[Goal] Starting at the line that contains "Task: pointing. Mark each instance of the building on", copy each line through the end of the listing below. Include both ends and output nothing more.

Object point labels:
......

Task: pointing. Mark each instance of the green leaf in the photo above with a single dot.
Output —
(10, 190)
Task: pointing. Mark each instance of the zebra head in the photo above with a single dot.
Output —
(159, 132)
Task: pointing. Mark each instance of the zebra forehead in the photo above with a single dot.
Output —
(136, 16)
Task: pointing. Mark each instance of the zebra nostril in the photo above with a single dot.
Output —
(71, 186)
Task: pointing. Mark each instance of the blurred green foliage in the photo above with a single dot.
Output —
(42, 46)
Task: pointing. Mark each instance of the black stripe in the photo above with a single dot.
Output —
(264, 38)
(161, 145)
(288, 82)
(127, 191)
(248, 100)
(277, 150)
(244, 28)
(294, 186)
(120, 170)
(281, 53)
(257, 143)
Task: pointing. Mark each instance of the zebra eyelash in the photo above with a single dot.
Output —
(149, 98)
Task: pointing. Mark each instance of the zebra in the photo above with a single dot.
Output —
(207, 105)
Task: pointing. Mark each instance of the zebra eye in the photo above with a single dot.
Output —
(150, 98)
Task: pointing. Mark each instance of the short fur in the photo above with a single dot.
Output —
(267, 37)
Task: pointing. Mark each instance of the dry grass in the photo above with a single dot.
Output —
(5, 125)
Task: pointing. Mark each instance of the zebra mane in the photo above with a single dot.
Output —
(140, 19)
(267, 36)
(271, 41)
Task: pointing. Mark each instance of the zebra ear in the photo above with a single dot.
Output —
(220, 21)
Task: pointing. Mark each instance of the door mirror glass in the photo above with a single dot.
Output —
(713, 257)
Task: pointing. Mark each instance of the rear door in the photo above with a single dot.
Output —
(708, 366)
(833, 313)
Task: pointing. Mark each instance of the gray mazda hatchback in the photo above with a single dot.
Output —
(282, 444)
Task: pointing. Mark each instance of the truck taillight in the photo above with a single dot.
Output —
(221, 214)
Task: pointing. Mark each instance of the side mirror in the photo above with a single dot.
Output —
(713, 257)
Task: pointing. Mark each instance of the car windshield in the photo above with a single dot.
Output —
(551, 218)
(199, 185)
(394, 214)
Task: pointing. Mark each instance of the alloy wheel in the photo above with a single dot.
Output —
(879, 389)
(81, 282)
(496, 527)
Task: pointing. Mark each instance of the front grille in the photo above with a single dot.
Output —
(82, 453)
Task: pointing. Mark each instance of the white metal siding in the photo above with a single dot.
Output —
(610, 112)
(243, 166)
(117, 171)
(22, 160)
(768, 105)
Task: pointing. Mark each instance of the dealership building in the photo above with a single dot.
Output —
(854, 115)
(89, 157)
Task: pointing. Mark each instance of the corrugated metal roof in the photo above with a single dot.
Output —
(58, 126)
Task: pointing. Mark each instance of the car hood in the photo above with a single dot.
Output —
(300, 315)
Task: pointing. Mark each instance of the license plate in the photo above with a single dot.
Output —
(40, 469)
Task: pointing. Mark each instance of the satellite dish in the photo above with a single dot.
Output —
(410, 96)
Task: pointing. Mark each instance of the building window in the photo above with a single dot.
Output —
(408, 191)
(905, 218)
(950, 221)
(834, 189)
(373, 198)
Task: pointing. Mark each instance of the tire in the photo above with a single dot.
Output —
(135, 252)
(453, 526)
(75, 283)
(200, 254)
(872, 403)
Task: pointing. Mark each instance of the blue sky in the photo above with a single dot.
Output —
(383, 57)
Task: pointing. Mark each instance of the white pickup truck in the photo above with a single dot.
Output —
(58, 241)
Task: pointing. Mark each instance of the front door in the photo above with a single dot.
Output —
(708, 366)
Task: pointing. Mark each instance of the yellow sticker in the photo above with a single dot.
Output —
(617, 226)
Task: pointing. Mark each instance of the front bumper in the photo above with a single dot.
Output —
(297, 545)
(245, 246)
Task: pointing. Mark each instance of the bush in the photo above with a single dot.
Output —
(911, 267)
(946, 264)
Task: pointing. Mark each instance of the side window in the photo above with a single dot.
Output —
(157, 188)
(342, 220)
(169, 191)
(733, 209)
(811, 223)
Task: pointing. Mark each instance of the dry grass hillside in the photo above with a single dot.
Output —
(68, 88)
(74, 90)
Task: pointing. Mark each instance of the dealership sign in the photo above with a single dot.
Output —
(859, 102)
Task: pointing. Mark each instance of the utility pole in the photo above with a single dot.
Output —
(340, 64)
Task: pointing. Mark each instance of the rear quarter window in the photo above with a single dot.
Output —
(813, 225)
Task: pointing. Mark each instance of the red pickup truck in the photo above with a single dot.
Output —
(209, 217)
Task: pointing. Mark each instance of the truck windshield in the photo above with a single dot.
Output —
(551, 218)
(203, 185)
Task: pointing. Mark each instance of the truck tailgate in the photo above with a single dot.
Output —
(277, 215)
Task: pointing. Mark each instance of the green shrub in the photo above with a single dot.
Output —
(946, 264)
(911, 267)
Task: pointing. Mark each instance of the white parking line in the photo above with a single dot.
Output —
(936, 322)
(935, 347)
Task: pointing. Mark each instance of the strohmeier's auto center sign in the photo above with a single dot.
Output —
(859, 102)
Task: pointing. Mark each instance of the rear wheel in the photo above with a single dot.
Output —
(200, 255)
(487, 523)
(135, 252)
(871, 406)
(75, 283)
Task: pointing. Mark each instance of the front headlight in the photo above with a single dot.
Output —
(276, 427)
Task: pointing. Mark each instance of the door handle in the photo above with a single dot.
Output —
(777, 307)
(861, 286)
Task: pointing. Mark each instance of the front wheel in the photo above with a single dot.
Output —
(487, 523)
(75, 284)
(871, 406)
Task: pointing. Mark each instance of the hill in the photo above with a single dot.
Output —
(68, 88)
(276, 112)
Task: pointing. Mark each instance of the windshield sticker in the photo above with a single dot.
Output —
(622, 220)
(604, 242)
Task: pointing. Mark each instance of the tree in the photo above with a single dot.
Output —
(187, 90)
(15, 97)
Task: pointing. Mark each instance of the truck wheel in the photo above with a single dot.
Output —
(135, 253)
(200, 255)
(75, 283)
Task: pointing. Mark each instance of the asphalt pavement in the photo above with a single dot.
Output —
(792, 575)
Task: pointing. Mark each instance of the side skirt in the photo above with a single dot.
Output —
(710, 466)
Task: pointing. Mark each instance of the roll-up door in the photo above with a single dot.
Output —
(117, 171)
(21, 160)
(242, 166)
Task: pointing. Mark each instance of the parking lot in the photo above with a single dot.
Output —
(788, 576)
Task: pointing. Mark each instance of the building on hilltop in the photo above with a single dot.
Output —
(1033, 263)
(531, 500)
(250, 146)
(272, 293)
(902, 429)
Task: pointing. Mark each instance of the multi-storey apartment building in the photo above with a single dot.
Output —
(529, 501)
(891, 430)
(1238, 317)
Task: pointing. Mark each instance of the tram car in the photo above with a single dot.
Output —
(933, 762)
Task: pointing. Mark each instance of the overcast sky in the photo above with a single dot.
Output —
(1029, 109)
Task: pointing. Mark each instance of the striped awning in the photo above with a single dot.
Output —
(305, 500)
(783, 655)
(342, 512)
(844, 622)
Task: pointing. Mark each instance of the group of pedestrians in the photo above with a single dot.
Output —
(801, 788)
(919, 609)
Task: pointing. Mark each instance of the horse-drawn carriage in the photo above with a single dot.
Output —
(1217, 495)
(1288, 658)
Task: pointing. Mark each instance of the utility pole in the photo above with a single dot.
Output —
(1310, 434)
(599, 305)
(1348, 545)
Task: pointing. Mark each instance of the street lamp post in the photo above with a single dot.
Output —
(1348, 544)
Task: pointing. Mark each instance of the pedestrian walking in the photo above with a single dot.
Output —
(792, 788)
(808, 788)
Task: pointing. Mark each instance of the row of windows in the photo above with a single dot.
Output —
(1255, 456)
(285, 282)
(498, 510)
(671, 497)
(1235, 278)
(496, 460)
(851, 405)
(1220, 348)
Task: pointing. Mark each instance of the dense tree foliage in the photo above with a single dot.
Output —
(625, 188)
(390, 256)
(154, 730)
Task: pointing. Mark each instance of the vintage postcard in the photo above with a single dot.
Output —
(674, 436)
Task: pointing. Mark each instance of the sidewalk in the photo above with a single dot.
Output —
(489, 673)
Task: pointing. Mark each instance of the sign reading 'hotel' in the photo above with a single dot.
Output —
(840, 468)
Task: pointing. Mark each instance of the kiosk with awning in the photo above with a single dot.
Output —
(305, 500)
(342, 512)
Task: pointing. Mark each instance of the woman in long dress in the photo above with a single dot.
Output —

......

[Task answer]
Task: pointing. Mark each instance of the building on hilltop in the photo above with a single dot.
Output —
(1033, 263)
(531, 500)
(250, 146)
(272, 293)
(902, 429)
Task: pointing. Mark each instance of the multi-storey apartment building in the photo above with a single dot.
Output —
(529, 501)
(891, 430)
(1238, 317)
Task: pointing. Mark each instance of the tram car in the photo above with a single dot.
Output —
(933, 762)
Task: pointing. Mark each instance of the overcast sky in the photo above with a single dot.
Output —
(1029, 109)
Task: pointing. Mark each instance of the striped awning in the photo above with a single dot.
Output —
(305, 500)
(783, 655)
(342, 512)
(844, 622)
Task: pointing. Mark each instance of the group of pedestrians in the photo above with a single dot.
Output —
(801, 788)
(919, 609)
Task: pointing. Mark each instance of the horse-drawn carriage in the photo above with a single dot.
Output —
(1217, 495)
(1288, 658)
Task: pointing. Mark each instance of the utility pole in the photo above with a single dot.
Output —
(1310, 434)
(599, 305)
(1348, 545)
Task: pointing. Mark each instance of the street lamp post in the photo above with a single dot.
Output —
(1348, 544)
Task: pointing. Mark each instance of the pedestrian walking in the photo above with a single dot.
Output —
(792, 788)
(808, 788)
Task: pointing. Mark each instance of the row of windows in the photo above with a single dot.
Output —
(1255, 456)
(285, 282)
(498, 510)
(671, 497)
(1235, 278)
(496, 460)
(851, 405)
(1220, 348)
Task: pointing. Mark each instance of the dense tree foliage in the photo above with a single dot.
Output —
(625, 188)
(390, 256)
(154, 730)
Task: pointing. Mark each instance of the vintage postcard in the photo above with a single dot.
Output —
(674, 436)
Task: pointing. Mark each instance of the sidewalk in the photo above with a single dot.
Output —
(489, 673)
Task: pointing. Mark each instance of the sign reading 'hotel' in the photo above with a single dot.
Output —
(840, 468)
Task: pointing. Mark each instance of the kiosk with awning in the photo above with a single dot.
Output —
(305, 500)
(342, 512)
Task: pointing. Mark each instance of the woman in long dress in the photo above with a single dot.
Output —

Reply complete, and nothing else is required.